Written request 1 -
Return each line of the entries below that contains the string "metal", matching case exactly.

Source text -
• • • • •
My cats liked the food well enough, but it didn't agree with my short haired cat. She kept having poop stuck on her butt. She does better on a food with higher fiber.


----------



## War (Oct 1, 2007)

I feed my dogs Blue Buffalo I feed Roxy the puppy formula and Raven the adult formula and they both love it! I also buy the canned version of Blue and mix that in with the dry kibble.Thier stools are firm and not smelly.
They are doing pretty well on that food and I'm happy with it.
I buy it at Petsmart at its about $1.69 for the cans and around $32.00 for a 30lb bag .So yea I would give it a thumbs up


----------



## briteday (Feb 10, 2007)

IMO, there is no quality pet food sold at Petsmart. They produce their own brand, Authority, and would prefer not to have any higher quality competition. Blue Buffalo is probably the best food sold at Petsmart. But with a little effort on your part you can find BETTER foods for the same price. Since you live in a major metro area there should be an abundance of independent pet stores, farm/ag/feed stores, and other resources. FREE samples are usually available through the independents and ag stores. So you can try foods before spending $$$ on a 40# bag, another savings. Once you determine which food best serves you and your dog then you can shop price, maybe getting it cheaper than your local independents. Some members here purchase online at quite a savings.
• • • • •
The records -
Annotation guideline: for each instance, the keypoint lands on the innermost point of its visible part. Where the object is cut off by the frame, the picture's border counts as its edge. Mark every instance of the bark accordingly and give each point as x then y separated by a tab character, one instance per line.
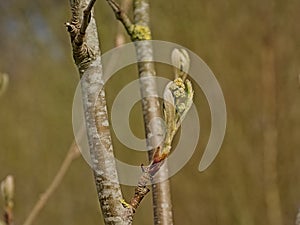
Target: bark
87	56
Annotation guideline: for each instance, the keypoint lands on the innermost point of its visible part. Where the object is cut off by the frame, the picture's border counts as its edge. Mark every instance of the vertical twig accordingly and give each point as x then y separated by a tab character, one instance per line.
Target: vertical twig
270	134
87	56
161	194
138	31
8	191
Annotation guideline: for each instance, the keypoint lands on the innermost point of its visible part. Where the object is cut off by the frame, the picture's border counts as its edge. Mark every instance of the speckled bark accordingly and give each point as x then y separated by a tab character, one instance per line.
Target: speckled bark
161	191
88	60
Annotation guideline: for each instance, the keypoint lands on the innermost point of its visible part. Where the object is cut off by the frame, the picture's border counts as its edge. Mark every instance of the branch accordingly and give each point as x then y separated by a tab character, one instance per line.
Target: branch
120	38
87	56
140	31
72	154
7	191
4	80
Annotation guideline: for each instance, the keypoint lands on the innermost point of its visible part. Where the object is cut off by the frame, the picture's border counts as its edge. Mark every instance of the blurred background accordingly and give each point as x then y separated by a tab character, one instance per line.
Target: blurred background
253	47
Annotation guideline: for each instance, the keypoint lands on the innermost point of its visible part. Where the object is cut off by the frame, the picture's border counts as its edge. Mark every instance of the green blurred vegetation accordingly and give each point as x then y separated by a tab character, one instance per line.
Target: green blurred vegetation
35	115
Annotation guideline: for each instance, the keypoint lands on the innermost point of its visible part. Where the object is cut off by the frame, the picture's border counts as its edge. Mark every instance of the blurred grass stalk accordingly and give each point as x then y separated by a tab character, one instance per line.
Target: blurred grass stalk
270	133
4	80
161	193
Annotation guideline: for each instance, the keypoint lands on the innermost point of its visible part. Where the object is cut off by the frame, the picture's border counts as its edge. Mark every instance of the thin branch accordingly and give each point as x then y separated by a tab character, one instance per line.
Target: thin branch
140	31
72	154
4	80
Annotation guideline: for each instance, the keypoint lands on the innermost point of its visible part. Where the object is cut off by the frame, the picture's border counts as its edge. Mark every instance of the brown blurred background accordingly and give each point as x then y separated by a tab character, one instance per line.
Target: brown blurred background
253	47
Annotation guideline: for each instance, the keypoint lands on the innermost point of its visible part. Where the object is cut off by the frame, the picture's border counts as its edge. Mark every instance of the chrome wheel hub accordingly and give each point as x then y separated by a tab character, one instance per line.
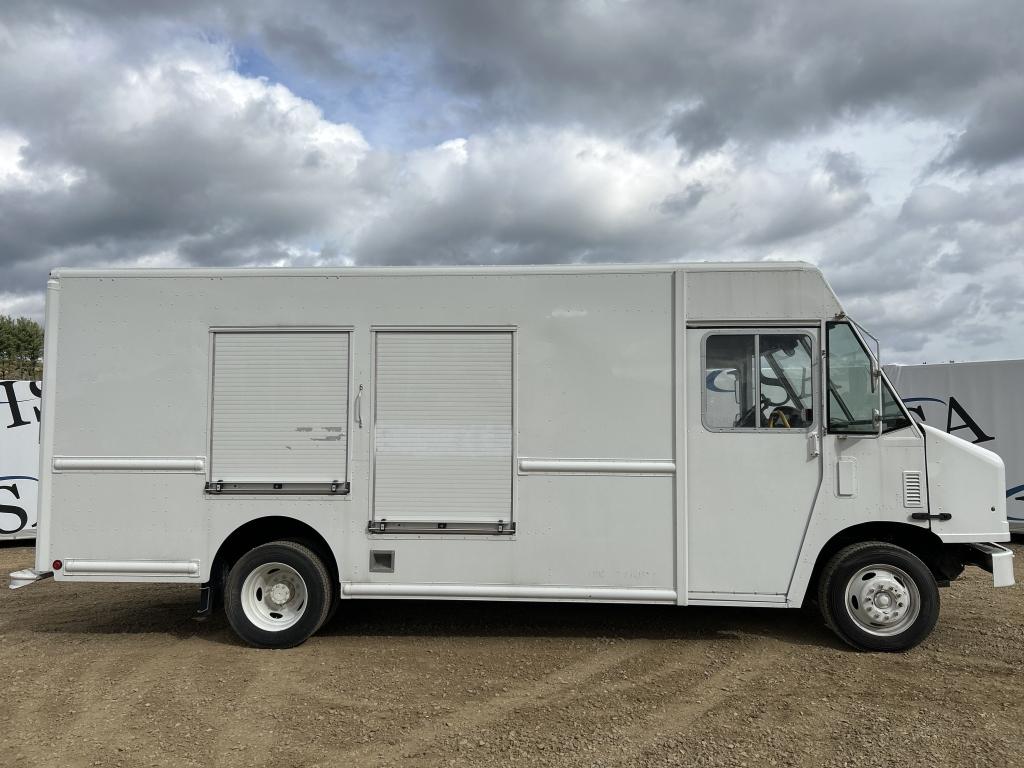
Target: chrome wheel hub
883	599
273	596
• • • • •
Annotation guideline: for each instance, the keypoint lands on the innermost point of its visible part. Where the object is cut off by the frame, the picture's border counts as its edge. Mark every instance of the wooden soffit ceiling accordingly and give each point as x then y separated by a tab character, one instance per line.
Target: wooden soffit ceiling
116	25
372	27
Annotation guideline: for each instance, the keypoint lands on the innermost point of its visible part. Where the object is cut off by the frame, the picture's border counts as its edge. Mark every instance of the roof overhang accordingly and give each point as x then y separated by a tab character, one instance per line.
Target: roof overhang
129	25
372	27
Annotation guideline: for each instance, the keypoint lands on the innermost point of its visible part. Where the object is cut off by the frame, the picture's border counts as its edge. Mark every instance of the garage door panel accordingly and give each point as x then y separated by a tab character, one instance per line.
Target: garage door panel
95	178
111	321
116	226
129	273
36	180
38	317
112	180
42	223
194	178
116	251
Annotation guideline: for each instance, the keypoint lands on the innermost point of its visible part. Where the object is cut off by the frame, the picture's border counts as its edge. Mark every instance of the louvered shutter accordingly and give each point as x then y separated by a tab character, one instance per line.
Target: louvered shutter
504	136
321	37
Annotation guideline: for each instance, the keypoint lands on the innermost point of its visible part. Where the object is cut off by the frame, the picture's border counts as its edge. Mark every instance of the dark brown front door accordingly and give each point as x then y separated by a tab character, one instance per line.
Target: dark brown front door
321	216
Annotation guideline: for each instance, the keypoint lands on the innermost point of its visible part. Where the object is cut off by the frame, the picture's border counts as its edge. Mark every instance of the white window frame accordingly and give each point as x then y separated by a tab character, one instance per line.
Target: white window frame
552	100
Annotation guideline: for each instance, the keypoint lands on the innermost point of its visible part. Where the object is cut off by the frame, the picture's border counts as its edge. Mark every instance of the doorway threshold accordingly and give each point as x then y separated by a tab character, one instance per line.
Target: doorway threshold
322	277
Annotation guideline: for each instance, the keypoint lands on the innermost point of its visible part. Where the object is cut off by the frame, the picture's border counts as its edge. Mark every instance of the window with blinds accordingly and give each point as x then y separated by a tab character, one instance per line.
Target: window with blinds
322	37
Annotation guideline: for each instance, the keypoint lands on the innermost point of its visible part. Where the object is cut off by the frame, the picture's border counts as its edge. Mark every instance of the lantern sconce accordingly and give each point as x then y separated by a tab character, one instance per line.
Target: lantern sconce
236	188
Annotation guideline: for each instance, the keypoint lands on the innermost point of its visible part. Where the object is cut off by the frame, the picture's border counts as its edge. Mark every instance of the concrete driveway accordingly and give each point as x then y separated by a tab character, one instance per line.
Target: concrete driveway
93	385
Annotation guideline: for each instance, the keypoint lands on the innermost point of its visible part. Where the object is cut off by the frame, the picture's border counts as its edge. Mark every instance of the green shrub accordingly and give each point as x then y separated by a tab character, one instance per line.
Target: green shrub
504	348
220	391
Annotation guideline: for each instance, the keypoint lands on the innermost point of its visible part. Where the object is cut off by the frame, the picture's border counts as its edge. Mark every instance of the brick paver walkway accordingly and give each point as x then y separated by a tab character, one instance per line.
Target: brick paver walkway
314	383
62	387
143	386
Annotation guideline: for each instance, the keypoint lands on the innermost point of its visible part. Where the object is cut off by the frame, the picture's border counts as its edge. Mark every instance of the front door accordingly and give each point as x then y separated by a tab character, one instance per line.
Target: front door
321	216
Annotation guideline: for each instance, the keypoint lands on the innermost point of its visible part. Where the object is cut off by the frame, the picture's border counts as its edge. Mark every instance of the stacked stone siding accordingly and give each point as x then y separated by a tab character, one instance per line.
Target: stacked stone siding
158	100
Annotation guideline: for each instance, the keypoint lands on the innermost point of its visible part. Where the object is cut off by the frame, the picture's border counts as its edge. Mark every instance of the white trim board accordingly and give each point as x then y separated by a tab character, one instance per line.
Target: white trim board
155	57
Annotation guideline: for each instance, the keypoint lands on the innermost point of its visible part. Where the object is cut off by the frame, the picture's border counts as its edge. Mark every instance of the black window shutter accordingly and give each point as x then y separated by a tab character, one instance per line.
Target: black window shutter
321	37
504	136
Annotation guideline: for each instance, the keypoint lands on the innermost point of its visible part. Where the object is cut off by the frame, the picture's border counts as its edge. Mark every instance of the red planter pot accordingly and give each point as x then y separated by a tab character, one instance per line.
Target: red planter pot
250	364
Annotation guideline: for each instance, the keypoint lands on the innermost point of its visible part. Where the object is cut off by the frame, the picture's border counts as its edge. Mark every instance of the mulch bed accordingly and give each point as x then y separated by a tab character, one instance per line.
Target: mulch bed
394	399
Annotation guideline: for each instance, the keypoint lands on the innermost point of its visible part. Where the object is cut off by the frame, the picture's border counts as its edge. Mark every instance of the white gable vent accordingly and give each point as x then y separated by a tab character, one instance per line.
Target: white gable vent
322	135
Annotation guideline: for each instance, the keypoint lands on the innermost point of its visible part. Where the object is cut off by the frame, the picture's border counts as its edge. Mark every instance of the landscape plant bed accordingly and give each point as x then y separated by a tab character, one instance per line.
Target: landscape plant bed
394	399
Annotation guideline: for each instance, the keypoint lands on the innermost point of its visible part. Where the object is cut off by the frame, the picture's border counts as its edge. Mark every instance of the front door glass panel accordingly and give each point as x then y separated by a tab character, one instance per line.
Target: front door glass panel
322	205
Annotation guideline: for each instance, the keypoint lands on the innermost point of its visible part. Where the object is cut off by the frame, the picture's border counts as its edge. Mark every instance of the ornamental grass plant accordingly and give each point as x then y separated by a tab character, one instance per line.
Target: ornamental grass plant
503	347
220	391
• • • • •
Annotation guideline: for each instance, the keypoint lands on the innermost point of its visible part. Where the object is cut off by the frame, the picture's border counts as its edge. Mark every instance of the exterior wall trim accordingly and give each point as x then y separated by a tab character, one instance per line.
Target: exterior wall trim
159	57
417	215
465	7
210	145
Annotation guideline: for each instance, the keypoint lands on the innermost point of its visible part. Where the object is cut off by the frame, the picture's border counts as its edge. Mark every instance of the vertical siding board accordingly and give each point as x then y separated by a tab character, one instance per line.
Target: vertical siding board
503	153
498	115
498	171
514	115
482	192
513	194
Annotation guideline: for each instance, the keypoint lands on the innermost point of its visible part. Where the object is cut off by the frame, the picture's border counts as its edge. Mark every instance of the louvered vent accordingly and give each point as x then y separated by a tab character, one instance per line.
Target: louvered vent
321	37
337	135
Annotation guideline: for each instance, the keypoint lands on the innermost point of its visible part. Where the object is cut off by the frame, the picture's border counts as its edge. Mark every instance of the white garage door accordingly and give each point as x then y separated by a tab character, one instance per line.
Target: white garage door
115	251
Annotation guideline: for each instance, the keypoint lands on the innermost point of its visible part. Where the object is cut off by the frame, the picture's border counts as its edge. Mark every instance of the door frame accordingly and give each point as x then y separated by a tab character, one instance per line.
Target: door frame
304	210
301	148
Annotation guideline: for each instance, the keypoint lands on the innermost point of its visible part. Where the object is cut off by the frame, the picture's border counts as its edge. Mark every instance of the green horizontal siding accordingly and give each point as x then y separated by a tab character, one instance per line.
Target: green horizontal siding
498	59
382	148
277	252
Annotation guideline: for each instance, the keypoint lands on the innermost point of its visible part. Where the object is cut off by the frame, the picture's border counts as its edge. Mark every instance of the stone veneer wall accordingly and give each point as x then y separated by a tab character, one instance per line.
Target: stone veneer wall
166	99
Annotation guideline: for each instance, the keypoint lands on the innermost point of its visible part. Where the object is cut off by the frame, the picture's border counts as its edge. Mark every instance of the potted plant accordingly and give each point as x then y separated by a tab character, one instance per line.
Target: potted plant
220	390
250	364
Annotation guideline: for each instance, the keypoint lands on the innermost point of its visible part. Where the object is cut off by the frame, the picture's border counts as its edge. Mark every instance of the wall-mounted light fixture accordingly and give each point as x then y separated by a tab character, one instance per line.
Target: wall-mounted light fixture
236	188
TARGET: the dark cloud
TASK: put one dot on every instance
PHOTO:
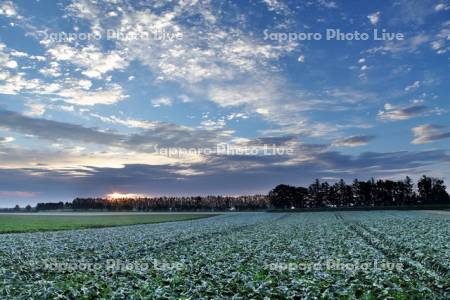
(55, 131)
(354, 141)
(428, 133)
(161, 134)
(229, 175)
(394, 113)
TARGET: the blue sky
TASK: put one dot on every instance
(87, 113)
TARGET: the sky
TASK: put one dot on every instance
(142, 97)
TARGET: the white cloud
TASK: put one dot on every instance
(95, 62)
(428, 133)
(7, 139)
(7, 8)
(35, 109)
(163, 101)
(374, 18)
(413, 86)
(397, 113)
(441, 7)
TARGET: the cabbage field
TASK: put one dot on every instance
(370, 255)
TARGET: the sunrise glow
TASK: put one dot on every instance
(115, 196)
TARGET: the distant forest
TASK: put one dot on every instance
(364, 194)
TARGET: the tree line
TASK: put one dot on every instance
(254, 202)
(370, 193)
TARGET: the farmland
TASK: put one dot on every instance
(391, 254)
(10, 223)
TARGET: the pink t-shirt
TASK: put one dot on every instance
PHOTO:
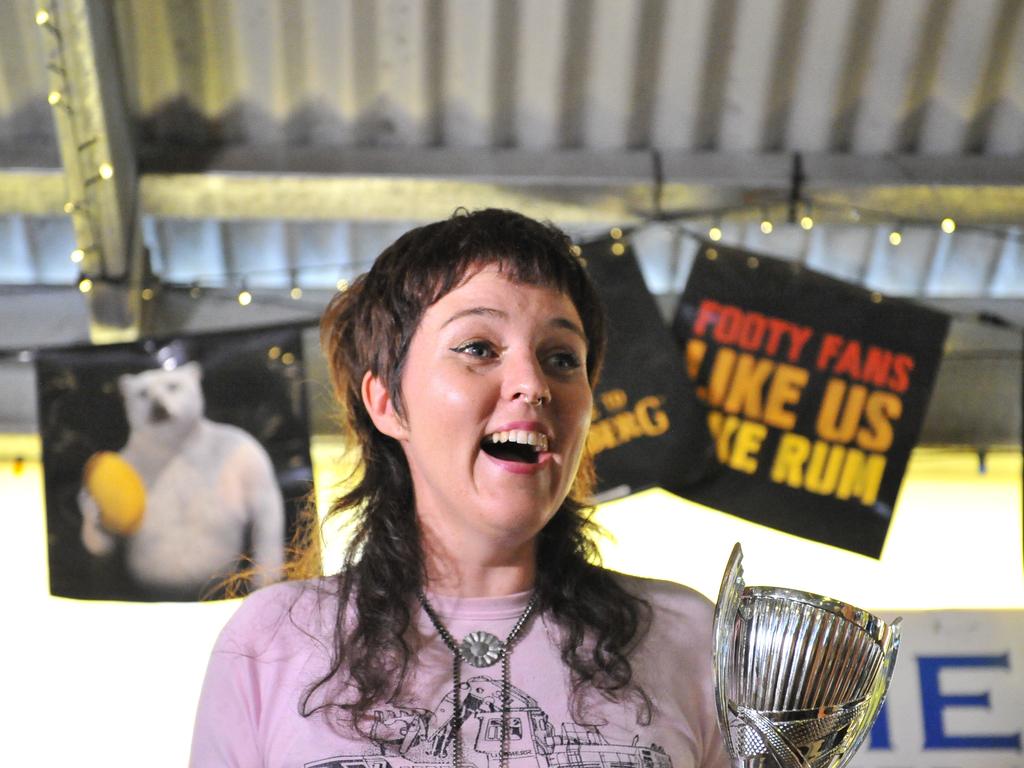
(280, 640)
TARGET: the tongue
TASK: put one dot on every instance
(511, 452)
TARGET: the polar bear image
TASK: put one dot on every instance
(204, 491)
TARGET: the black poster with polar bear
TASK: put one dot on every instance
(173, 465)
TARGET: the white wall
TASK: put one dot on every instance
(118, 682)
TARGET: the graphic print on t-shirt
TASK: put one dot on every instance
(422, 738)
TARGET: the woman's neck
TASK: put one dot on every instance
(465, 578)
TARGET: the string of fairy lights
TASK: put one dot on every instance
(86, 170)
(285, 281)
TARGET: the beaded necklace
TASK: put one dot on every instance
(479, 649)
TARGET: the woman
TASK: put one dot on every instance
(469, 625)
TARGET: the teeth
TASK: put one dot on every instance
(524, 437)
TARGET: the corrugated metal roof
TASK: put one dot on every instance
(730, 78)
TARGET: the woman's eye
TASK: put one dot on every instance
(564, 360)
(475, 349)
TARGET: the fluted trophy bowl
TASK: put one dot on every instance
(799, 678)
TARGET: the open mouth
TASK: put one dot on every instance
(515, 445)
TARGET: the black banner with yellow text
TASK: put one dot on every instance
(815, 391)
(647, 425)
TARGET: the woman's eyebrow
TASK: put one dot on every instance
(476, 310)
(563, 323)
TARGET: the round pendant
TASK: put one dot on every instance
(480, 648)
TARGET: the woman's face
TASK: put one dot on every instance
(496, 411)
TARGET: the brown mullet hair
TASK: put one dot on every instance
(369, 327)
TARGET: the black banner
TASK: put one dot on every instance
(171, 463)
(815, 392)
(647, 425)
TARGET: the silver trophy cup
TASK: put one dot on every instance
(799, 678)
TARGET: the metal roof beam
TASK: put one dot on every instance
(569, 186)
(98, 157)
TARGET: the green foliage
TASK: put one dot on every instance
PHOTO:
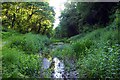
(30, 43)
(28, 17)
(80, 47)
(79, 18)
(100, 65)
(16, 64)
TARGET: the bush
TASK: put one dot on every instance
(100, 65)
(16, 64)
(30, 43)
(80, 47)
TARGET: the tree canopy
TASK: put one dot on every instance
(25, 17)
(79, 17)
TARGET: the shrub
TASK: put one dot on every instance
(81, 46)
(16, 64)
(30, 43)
• • • • •
Written request 2 -
Translate this sentence from the pet food forum thread into Spanish: "Blue Buffalo is probably the best food sold at Petsmart."

Worked answer 1 -
TARGET: the corrugated metal roof
TARGET: the metal roof beam

Worked answer 2 -
Blue Buffalo es probablemente el mejor alimento que se vende en Petsmart.